_Task instructions_.
Answer these questions from the text on obesity care:
1. Which occupation does the first quote give for some active people with BMIs of 32?
2. What BMI does that speaker say usually serves as their line?
3. At what level is "Lower socioeconomic status" listed under "Challenges to implementing care plans"?

3. Considering the severity of obesity and comorbidities - “There are people with BMIs of 32 that don’t have arthritis and diabetes, and they’re active, and they’re firefighters and, you know, maybe it’s genetics or build or whatever... I have a real hard time [critiquing] them because they’re over insurance companies’ standards for weight. They’re maybe the healthy overweight, per se, or they’re big muscular builds or whatever. So, that’s why I let some people get away without as much lecturing as others. But usually, I guess my line seems to be a BMI of 40.”
- “If I haven’t looked at a BMI at the beginning of an encounter and then catching it at the end, and being like, ‘Oh, we should’ve talked about that and that wasn’t even at the top of my [list].’ I wouldn’t have known if I hadn’t seen the [BMI], and I think that’s my own normalization [because] so many of our patients are obese.”
Challenges to implementing care plans
1A. Lower socioeconomic status (patient level) - “That single parent, sometimes they’re just, they’re strapped, they’re exhausted, they’ve worked all day, they go back to their three kids. It’s faster for them to hit the dollar menu at McDonald’s than to prepare a healthy meal. And she can feed herself and her three kids cheaper off the dollar menu than she really can prepare a healthy meal for four.”

_Information supplied_.
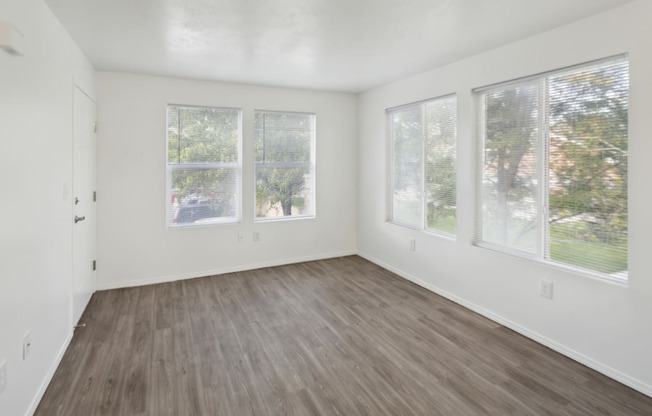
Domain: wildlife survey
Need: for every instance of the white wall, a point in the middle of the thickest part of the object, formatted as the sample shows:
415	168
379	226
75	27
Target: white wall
603	325
134	245
35	233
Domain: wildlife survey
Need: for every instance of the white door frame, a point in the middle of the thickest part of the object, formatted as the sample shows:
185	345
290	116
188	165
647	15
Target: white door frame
90	219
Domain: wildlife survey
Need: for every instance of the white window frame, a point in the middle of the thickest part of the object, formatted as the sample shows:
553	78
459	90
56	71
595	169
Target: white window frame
423	224
312	166
543	195
169	168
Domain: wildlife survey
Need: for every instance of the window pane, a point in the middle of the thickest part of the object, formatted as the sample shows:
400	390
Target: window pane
283	137
440	149
283	192
509	182
283	148
588	168
203	195
203	134
407	171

_Solution for this problem_.
1. Firefighters.
2. A BMI of 40.
3. The patient level.